═════ DATA FOR THIS TASK

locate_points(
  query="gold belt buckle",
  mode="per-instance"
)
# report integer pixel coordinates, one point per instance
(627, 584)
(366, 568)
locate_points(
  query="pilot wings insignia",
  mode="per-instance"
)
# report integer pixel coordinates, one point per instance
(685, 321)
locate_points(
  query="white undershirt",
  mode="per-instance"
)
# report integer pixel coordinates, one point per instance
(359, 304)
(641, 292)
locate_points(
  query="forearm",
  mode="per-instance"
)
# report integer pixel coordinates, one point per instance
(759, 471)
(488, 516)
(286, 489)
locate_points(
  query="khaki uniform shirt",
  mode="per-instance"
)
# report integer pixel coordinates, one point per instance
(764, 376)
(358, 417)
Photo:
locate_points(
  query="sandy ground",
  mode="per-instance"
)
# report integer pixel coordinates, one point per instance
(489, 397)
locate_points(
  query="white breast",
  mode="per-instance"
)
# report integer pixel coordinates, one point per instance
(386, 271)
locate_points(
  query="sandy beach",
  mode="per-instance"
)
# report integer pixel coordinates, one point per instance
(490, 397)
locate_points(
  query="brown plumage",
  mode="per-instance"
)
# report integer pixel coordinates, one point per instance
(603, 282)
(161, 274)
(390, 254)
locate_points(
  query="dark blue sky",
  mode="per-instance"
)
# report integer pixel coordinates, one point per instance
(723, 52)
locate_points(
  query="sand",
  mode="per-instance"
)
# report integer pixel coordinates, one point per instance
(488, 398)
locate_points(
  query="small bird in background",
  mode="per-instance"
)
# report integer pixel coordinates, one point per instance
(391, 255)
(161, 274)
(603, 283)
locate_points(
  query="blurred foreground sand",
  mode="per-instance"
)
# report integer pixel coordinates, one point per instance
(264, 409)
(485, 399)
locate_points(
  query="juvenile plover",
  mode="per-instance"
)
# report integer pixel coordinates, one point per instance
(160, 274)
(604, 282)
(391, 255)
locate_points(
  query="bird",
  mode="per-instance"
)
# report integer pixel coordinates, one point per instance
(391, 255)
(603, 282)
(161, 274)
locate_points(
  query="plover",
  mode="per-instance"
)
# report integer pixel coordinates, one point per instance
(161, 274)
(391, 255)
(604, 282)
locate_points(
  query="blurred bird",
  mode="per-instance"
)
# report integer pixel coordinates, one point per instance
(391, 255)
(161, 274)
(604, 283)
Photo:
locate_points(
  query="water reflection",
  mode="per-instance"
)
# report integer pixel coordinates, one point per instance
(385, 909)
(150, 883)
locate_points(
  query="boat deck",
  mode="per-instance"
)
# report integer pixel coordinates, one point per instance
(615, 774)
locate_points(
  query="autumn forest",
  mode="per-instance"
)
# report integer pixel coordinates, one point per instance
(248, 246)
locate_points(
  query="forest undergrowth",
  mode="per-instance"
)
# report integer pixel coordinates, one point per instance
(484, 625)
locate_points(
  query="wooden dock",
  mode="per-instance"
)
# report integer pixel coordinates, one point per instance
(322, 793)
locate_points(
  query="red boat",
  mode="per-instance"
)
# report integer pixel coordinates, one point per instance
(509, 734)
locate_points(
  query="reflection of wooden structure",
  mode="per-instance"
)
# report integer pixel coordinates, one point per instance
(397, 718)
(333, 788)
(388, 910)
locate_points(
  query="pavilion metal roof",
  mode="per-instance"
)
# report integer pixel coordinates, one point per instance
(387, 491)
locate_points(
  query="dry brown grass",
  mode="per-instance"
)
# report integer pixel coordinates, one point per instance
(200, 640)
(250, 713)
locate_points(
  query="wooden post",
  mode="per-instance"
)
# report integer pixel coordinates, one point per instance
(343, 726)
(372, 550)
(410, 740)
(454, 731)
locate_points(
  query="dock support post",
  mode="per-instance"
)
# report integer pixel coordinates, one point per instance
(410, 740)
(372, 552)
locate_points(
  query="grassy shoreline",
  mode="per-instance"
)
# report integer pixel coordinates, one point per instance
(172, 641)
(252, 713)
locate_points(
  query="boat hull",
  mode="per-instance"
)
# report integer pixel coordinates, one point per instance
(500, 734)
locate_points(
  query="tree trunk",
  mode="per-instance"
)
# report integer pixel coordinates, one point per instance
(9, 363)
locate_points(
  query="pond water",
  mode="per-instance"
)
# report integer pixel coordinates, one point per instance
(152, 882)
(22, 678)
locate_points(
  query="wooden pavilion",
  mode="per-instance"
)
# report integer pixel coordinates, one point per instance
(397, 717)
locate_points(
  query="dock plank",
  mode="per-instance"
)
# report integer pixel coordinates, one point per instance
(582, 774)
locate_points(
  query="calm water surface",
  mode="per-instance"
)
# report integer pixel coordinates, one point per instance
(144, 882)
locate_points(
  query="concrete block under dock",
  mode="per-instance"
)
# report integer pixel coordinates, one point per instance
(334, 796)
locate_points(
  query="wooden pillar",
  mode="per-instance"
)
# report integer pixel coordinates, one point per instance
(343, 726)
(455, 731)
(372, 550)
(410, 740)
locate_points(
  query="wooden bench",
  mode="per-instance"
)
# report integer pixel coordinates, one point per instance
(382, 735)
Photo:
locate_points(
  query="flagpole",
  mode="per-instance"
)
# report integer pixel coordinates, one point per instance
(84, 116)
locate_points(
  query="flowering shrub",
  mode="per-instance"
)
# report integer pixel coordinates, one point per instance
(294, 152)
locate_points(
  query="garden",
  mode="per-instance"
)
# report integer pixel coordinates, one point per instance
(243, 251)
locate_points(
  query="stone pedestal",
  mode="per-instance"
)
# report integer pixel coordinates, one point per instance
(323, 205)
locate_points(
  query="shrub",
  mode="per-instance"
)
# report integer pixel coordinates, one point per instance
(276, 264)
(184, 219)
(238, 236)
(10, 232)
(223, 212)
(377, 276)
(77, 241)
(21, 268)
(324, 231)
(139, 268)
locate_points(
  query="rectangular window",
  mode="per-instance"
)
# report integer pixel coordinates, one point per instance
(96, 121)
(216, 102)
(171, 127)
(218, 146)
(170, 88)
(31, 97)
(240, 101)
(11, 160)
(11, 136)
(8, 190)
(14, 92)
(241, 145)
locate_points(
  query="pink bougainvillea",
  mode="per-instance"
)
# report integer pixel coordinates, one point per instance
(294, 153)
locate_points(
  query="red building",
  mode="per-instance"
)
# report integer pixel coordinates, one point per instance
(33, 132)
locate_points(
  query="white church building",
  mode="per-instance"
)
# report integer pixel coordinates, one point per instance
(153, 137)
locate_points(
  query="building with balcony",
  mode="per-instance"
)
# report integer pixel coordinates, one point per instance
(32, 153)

══════════

Pick out every line in the entries above that contains the word "dock".

  query="wooden dock",
  query="dock support post",
  query="dock plank",
  query="concrete block under dock",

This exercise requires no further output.